--- Written request 1 ---
Set down the passage on the Lebanese ministers word for word, everything from "3. (SBU) Finance" down to "the electricity sector.".

--- Supplied text ---

2. (SBU) Telecoms Minister Charbel Nahas said that
privatization of the mobile phone companies would take time,
but he planned to provide more transparent accounting of all
GOL-owned telecom providers while expanding broadband access
in 2010. Minister of Energy and Water Gebran Bassil stressed
the importance of investment and strategic planning in the
electricity and water sectors, while exploring the
possibility of finding oil and gas off the Lebanese coast.
All three ministers were considering the fiscal impact of
reform, both positive and negative. Meanwhile, both the
finance and telecom ministers encouraged the USG to explore
alternate conditionalities for the disbursement of the final
$75 million tranche of USG-pledged Paris III budget support.


3. (SBU) Finance Minister Hassan said submitting the 2010
budget was her top priority, but she was still awaiting
budget submissions from the fiscally crucial ministries of
telecommunications and energy. She noted that the
ministerial statement had outlined an ambitious agenda for
the new government, and she worried about where she would
find funds to jumpstart the economy and "bring growth to the
people." She was particularly concerned about the budget
impact of new projects in the electricity sector.

--- Raw data ---
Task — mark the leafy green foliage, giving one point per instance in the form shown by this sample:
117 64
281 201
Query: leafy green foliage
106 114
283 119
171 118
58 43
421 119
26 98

--- Written request 2 ---
How many lines of the entries contain the word "green"? Give only the number.

--- Complete response 1 ---
3. (SBU) Finance Minister Hassan said submitting the 2010
budget was her top priority, but she was still awaiting
budget submissions from the fiscally crucial ministries of
telecommunications and energy. She noted that the
ministerial statement had outlined an ambitious agenda for
the new government, and she worried about where she would
find funds to jumpstart the economy and "bring growth to the
people." She was particularly concerned about the budget
impact of new projects in the electricity sector.

--- Complete response 2 ---
2